(TEXTE DU DOCUMENT)
↓
Publié le 19 Jan 2016 - 17:21
KOLDA : LUTTE CONTRE LES MGF

Reconversion de 50 exciseuses 

 

La cellule de Kolda de la Fédération des associations féminines du Sénégal (FAFS) a organisé, ce samedi 16 janvier, un forum sur les mutilations génitales féminines et les mariages précoces, en collaboration avec l’UNICEF. Un bilan des actions menées a été fait.

 

En dépit des efforts réalisés par la cellule de  Kolda de la Fédération des Associations féminines du Sénégal (FAFS) pour prévenir les violences basées sur le genre, des goulots d’étranglement subsistent, en raison de la persistance de certaines pratiques socio-culturelles néfastes, telles que les mariages précoces et les mutilations génitales féminines (MGF). Selon l’ONG Enda-Santé de Kolda, l’arrestation et la condamnation d’une exciseuse chevronnée et ses deux complices et le taux des filles âgées de 0 à 15 ans victimes excisées qui est à 85 % à Kolda en sont une parfaite illustration. « Les mutilations génitales féminines, les mariages précoces et forcés et leurs corollaires, les grossesses précoces, sont des pratiques traditionnelles qui mettent en danger la santé des femmes et des enfants, parfois leur vie, et constituent une indiscutable atteinte à leur dignité. »
↑
(D'APRÈS LES INFORMATIONS)
(1) D'après l'article sur la lutte contre les MGF à Kolda, à quelle date le forum a-t-il eu lieu ?
(2) Restituez fidèlement le passage de l'article sur les MGF à Kolda, depuis « Reconversion de 50 » jusqu'à « a été fait. ».
(3) Reprenez l'article sur la lutte contre les MGF à Kolda à la suite de sa dernière phrase et poursuivez sa rédaction.
Les lignes reproduites ensuite sont sans rapport avec l'article.

Données de localisation de points:
↓
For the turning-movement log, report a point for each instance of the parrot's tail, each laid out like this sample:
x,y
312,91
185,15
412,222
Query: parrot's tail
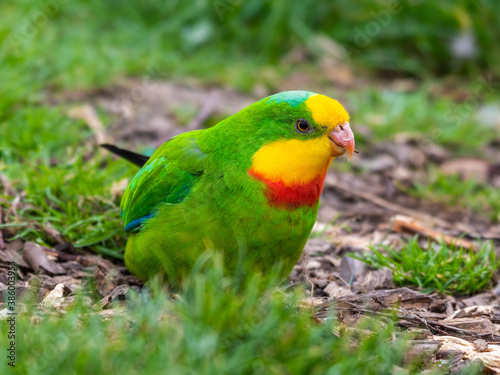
↑
(RÉPONSES AUX CONSIGNES)
(1) Le samedi 16 janvier.

(2)
Reconversion de 50 exciseuses 

 

La cellule de Kolda de la Fédération des associations féminines du Sénégal (FAFS) a organisé, ce samedi 16 janvier, un forum sur les mutilations génitales féminines et les mariages précoces, en collaboration avec l’UNICEF. Un bilan des actions menées a été fait.

(3)
Selon Fatou Baldé, une participante à ce forum, les conditions d’hygiène lamentables dans lesquelles les mutilations sont effectuées et la vascularisation très importante du clitoris expliquent la fréquence et la gravité des complications. « Certaines sont immédiates : douleurs, hémorragies, chocs, rétentions d’urine. D’autres sont secondaires : pelvipéritonite, salpingite, gangrène gazeuse, tétanos, infection par le virus etc. », a-t-elle listé. Awa Badiane, une chef de famille, a renchéri en citant : la stérilité, les troubles gynécologiques variés, les troubles de la sexualité. Abondant dans le même sens, le relais a ajouté que « les mutilations génitales féminines aboutissent à des souffrances fœtales, des morts fœtales, des ruptures utérines, des fistules vésico-vaginales ou de larges déchirures du périnée avec fistule recto-vaginale. La conduite à tenir doit allier compréhension et prévention ».

Ainsi pour pallier ce fléau, 50 exciseuses ont été reconverties en matrone, en « Bajenu Gox », en commerçantes etc. « C’est pour éviter qu’elles retournent dans leurs pratiques. Nous avons mis à leur disposition une somme importante, grâce à l’Unicef qui nous appuie financièrement. Cet argent leur a permis de s’adonner à d’autres activités génératrices de revenus qu’elles ont eu à choisir elles-mêmes. Certaines parmi elles ont été reconverties en matrones. A cela s’ajoute le renforcement de capacités dans divers domaines », a annoncé la présidente de la cellule de la FAFS de Kolda, Gnagna Fall Ba. Parce que, d’après elle, les conséquences physiques des MFG peuvent se traduire par le stress, la perte d’estime de soi, la dépression, le trouble de l’humeur, la perte d’appétit.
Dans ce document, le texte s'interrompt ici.